- Action item -
Decide whether each statement agrees with the text on mental health in Uganda. Answer yes or no for each, and quote the deciding words of the text. 1. Mental health receives 4 percent of the national health budget. 2. All hospitals in Uganda offer daily out-patient mental health services. 3. The mental health allocation rose above 0.7 percent before 2001.

- Extract provided -
◆ ◆ ◆

Stigma and discrimination against mental health patients keeps them out of hospitals, thus worsening cases of mental illnesses in communities.
Dr. Margaret Mungerera, of Mulago Hospital, who is a consultant psychiatrist, says that lack of information sometimes makes family members and even lower level health workers to ignore mental health problems until they are very advanced.
///Cue in: “When people stigmatize…
Cue out…not access services.”///
According to Mungerera, between 20 to 40 percent of the population at any one point is likely to suffer mental health problems. She however explianed that the problems would vary from mild to severe illnesses.
Alcohol, drug abuse and HIV/AIDS are some of the emerging catalysts to the escalating cases of mental health in Uganda.
Experts describe the mental health situation in Uganda as a double burden. The high levels of stigmatization are coupled with inadequate mental health services in the public health system.
Dr. Florence Baingana of the Makerere School of Public Health says that ideally, all hospitals should have daily out-patient mental health services, but in Uganda, this is only available in a few. She calls on government to avail drugs for mental illnesses at least at Health Centre IIIs.
The overall capacity for Uganda’s health system to handle mental health problems is currently at 64 percent, according to Baingana.
Mental health is allocated only 4 percent of the national health budget. Dr. Baingana says that this increased from the government allocation of 0.7 percent only after 2001, when Uganda got an African Development Bank Loan.
A report released at the United Nations General Assembly in September 2011 shows that mental health problems cost countries 16 trillion dollars in lost productive hours, more than half of the total cost (30 trillion dollars) of non-communicable diseases worldwide.

◆ ◆ ◆

- Data supplied -
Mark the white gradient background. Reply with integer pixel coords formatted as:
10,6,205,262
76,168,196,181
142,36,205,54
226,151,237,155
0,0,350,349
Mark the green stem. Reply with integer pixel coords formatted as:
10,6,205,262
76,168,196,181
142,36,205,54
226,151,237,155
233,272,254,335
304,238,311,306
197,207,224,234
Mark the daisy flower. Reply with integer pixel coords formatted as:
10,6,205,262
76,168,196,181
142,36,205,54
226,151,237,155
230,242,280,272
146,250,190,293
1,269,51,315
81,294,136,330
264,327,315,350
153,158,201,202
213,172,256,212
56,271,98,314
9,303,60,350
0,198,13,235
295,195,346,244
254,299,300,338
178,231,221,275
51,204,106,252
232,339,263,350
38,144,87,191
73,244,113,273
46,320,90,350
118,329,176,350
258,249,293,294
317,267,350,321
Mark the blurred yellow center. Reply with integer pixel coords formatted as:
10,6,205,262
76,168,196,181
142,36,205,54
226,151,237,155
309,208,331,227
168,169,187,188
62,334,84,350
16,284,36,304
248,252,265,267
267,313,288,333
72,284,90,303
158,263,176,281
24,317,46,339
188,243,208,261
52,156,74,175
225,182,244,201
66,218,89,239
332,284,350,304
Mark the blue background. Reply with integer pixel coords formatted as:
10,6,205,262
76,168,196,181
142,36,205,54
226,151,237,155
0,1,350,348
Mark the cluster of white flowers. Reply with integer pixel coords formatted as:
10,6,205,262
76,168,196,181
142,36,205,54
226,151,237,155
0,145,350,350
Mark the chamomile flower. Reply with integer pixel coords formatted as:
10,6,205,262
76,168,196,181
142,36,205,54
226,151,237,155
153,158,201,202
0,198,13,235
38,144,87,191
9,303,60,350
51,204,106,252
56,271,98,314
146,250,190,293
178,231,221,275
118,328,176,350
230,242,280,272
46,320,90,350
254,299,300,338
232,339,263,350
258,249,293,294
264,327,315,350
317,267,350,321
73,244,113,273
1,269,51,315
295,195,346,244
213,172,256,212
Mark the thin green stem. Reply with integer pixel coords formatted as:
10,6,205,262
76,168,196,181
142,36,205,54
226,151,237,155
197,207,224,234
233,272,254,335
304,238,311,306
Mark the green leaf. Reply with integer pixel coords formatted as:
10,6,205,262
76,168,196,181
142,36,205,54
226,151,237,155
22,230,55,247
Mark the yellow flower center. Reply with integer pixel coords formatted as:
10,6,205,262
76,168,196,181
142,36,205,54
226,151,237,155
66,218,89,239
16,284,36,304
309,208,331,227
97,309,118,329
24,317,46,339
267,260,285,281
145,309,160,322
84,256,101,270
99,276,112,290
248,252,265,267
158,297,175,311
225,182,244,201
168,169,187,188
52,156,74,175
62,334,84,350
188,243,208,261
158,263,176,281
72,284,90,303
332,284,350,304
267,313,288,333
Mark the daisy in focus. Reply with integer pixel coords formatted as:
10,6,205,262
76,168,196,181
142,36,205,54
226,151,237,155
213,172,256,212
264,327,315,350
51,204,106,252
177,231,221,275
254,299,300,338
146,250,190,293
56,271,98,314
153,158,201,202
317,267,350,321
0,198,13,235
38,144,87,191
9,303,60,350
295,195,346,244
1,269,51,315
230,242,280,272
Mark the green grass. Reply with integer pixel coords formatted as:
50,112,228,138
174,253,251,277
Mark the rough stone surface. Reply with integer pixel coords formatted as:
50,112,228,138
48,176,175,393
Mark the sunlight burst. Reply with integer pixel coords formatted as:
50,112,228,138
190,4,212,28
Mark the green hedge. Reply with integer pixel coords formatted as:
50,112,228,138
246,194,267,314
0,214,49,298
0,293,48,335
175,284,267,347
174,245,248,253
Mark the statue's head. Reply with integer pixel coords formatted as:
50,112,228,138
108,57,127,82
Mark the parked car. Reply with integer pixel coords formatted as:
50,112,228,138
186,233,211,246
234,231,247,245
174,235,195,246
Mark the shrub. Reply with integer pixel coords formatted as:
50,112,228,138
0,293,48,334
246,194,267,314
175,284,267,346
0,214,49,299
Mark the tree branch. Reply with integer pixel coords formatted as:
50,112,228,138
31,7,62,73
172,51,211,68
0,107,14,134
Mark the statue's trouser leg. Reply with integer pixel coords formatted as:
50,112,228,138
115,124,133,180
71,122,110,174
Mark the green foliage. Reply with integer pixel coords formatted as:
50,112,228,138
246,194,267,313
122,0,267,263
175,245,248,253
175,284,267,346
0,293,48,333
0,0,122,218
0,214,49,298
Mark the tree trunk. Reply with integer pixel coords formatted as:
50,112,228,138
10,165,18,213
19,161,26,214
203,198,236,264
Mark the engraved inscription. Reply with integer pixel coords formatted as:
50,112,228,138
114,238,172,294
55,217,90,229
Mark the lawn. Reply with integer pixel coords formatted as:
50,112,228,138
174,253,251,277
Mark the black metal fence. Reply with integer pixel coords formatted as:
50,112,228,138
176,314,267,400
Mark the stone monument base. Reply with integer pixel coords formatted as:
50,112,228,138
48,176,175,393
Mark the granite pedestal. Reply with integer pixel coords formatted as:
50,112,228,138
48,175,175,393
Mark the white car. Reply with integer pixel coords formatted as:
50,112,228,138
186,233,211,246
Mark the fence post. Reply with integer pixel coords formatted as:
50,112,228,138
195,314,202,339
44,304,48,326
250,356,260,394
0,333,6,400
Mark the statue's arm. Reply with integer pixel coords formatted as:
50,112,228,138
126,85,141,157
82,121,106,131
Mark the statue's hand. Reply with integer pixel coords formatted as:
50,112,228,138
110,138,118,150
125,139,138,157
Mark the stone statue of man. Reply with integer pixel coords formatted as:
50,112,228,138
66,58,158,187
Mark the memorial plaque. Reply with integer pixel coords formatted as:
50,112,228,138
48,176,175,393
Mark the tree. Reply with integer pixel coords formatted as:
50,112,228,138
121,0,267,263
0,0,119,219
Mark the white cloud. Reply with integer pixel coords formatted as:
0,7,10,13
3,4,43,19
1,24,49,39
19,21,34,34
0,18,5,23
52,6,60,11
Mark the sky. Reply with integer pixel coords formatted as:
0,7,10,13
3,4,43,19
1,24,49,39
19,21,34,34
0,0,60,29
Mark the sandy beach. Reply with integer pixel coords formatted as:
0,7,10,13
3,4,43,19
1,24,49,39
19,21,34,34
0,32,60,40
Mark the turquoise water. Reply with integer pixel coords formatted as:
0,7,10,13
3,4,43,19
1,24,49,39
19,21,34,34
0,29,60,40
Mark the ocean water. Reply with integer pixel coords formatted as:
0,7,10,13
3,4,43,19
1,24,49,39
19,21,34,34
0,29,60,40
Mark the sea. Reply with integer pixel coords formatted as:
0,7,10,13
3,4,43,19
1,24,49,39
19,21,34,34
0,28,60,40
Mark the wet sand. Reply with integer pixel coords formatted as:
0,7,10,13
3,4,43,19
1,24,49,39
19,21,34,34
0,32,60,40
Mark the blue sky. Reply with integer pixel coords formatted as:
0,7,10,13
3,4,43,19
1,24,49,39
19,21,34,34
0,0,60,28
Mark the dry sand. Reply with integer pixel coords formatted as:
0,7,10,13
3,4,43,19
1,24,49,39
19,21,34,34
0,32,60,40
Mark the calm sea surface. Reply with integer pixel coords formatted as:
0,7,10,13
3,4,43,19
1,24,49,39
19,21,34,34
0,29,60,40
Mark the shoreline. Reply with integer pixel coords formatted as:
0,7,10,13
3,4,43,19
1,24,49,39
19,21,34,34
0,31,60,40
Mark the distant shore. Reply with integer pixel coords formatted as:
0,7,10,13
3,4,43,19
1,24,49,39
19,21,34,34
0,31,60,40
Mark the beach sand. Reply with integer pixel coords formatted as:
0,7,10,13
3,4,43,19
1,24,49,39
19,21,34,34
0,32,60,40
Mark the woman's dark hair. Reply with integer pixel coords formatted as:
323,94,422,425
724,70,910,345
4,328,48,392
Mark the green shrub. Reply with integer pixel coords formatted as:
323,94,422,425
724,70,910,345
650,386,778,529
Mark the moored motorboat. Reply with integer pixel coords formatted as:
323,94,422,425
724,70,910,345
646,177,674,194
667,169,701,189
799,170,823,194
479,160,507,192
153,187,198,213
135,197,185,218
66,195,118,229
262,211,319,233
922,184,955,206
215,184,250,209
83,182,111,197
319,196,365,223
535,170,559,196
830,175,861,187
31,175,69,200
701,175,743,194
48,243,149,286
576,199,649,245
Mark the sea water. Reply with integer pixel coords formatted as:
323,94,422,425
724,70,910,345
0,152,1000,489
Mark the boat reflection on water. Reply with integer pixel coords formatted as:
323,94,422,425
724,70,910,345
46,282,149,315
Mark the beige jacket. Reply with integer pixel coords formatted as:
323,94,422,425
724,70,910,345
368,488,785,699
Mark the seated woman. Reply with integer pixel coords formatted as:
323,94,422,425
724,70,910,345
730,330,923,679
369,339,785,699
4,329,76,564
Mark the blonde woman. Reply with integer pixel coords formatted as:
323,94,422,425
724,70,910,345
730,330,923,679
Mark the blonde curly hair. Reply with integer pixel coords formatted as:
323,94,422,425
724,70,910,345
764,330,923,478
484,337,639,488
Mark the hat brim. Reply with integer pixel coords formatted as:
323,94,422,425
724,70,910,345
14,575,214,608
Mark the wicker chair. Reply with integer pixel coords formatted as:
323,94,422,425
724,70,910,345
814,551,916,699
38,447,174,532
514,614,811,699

◆ ◆ ◆

- Solution to this problem -
1. Yes: "Mental health is allocated only 4 percent of the national health budget."
2. No: "but in Uganda, this is only available in a few."
3. No: "this increased from the government allocation of 0.7 percent only after 2001"